[Records from a dataset]
○ ○ ○ ○ ○ ○ ○
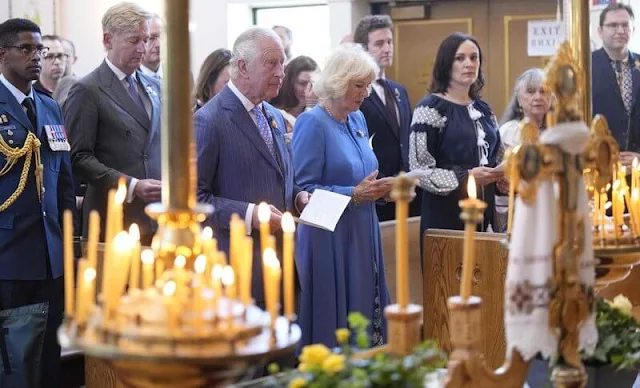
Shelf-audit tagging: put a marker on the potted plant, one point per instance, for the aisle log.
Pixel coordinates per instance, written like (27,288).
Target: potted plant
(615,361)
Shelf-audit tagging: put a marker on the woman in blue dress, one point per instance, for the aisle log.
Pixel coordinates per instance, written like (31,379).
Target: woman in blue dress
(454,134)
(343,271)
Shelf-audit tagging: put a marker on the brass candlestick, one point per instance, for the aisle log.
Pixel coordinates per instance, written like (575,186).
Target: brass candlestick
(404,319)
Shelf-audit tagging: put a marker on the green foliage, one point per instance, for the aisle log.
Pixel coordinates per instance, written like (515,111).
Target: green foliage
(320,368)
(618,338)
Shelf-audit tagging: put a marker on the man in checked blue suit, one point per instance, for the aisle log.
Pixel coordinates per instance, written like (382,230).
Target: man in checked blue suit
(31,264)
(241,152)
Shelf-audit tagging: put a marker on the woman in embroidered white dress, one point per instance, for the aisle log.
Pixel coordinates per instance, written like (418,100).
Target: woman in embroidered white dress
(454,134)
(531,100)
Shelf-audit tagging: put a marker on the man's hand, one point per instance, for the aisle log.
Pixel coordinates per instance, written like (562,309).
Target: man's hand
(275,222)
(302,199)
(626,159)
(149,190)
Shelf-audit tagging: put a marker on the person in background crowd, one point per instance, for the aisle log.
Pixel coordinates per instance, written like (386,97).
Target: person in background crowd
(286,36)
(72,58)
(616,80)
(530,100)
(341,271)
(454,134)
(113,116)
(387,110)
(53,66)
(296,88)
(31,248)
(212,78)
(151,64)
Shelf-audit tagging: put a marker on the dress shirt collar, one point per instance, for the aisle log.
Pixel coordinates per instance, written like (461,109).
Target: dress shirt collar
(119,73)
(151,73)
(248,105)
(15,91)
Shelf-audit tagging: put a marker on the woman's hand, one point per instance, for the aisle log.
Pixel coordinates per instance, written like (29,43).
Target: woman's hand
(485,175)
(371,189)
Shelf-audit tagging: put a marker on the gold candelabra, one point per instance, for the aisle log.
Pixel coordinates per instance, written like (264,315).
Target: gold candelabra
(180,313)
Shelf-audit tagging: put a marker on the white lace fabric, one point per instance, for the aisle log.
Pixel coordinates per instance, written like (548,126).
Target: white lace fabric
(528,284)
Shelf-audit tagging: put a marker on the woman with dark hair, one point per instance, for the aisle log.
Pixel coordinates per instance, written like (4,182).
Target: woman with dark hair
(295,94)
(454,134)
(213,76)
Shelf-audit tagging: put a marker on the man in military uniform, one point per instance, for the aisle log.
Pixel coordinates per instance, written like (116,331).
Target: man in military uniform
(32,138)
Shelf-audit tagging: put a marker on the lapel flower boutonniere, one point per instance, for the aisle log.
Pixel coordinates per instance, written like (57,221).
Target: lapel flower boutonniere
(151,92)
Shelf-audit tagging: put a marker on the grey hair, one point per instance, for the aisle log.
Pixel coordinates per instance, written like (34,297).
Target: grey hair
(530,78)
(348,62)
(247,47)
(124,17)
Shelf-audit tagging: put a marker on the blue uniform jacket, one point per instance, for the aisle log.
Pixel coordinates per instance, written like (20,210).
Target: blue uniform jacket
(31,231)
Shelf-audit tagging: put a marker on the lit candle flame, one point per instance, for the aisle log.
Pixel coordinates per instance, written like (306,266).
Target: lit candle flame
(180,261)
(471,187)
(89,274)
(200,264)
(134,232)
(147,256)
(169,288)
(228,277)
(288,225)
(264,213)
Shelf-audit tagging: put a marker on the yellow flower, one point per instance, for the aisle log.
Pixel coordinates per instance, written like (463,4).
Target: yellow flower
(298,382)
(333,364)
(622,304)
(342,335)
(314,354)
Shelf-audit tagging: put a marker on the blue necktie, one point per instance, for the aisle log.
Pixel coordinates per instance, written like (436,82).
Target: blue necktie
(265,130)
(133,92)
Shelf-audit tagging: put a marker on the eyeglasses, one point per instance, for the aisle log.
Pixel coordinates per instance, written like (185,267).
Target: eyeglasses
(614,26)
(28,50)
(52,57)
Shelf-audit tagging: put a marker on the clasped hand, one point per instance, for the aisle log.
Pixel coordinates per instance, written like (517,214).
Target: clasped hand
(371,189)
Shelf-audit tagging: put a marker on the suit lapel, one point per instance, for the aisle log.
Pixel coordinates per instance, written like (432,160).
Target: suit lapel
(245,125)
(154,97)
(12,107)
(113,88)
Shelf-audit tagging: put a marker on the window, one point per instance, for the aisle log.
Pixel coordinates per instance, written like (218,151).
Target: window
(309,26)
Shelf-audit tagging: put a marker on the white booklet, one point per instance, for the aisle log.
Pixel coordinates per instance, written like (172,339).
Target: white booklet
(324,209)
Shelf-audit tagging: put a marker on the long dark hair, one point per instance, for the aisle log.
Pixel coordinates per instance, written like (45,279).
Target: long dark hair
(286,98)
(209,73)
(441,74)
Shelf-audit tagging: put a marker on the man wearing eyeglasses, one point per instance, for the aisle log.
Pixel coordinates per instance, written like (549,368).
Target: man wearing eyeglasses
(36,188)
(616,80)
(53,65)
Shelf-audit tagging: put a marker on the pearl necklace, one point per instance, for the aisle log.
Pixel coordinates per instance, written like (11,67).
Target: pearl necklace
(333,115)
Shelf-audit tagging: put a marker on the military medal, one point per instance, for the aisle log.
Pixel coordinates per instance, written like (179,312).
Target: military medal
(57,137)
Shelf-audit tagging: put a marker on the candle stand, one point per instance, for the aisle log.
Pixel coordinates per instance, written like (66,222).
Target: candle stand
(184,324)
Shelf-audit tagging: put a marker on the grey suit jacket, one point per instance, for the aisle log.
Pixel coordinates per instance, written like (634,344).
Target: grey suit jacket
(112,137)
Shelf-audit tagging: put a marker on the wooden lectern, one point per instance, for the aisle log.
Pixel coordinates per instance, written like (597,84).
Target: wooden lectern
(443,251)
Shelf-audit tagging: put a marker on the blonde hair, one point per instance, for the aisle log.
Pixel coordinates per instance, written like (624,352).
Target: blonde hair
(124,17)
(247,47)
(346,63)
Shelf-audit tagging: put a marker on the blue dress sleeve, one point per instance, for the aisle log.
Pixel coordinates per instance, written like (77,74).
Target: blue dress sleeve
(309,145)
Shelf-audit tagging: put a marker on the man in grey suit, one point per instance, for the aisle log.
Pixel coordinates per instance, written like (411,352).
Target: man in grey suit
(241,153)
(113,117)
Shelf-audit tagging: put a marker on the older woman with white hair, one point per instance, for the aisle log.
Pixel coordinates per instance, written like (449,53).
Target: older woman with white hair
(343,271)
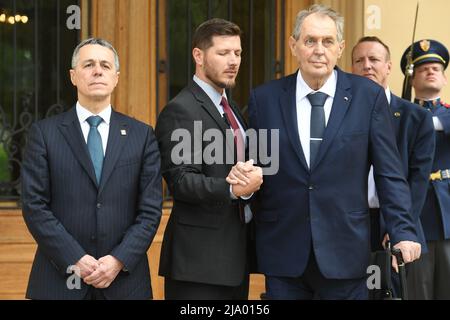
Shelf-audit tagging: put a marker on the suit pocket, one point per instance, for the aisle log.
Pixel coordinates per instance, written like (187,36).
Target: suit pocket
○ ○ ○ ○ ○ ○ ○
_Task goal_:
From the line that contains "Shelf-audit tagging: put a marker on the man wearing" to the end of the material above, output every line exactly, both ends included, but leave out any pictures.

_Expected answer_:
Shelf-audit tagging: put a marker on the man wearing eyeglasses, one point per instance, for the aisle log.
Pixel coordinates per instance, written like (549,368).
Target: man wearing eyeglasses
(36,188)
(616,80)
(53,65)
Shelf-audit tagging: put a marker on the pearl necklace, one point per instance, for the aisle log.
Pixel coordinates per instance, written like (11,67).
Target: pearl necklace
(333,115)
Shelf-audit tagging: put a marker on the military medal, one point per instance, for the aisle log.
Pixel coordinates per instance, written like (179,312).
Target: military medal
(57,137)
Shelf-audit tagging: put a marker on the candle stand, one point per instance, for the aisle log.
Pixel coordinates per instance, written like (66,222).
Target: candle stand
(184,324)
Shelf-audit tagging: put a marker on the grey suit jacket, one point per instance, for the aisle log.
Pixel coordinates per instance, written like (634,344).
Target: grey suit jacket
(112,137)
Shelf-audit tagging: put a marker on the wooden lectern, one point per instance, for the aisle log.
Pixel coordinates per instance, written like (597,84).
Target: wooden lectern
(443,251)
Shelf-audit tagging: put a marker on the blonde hair, one point per instance, for the aisle log.
Pixel coordinates per instance, written like (624,352).
Target: blonde hair
(124,17)
(247,47)
(346,63)
Shelf-audit tagging: put a marker on the blue dress sleeve, one point per instance, for the aisle log.
Pixel coordinates per instance, written like (77,74).
Target: blue dress sleeve
(309,145)
Shelf-audit tagging: put a marker on the man in grey suit, one point per instance, for the aisle log.
Pixel coordinates per instance, written like (411,352).
Target: man in grey suit
(241,153)
(113,117)
Shelf-audit tagging: put a marker on the older woman with white hair, one point per instance, for the aisle log.
Pixel coordinates per instance, written like (449,53).
Target: older woman with white hair
(343,271)
Shelf-audit tagging: put a marker on the suit pocket, one point per instance, for the aisle log.
Pixel coordinates per instance, written like (187,36).
Target: suit pocket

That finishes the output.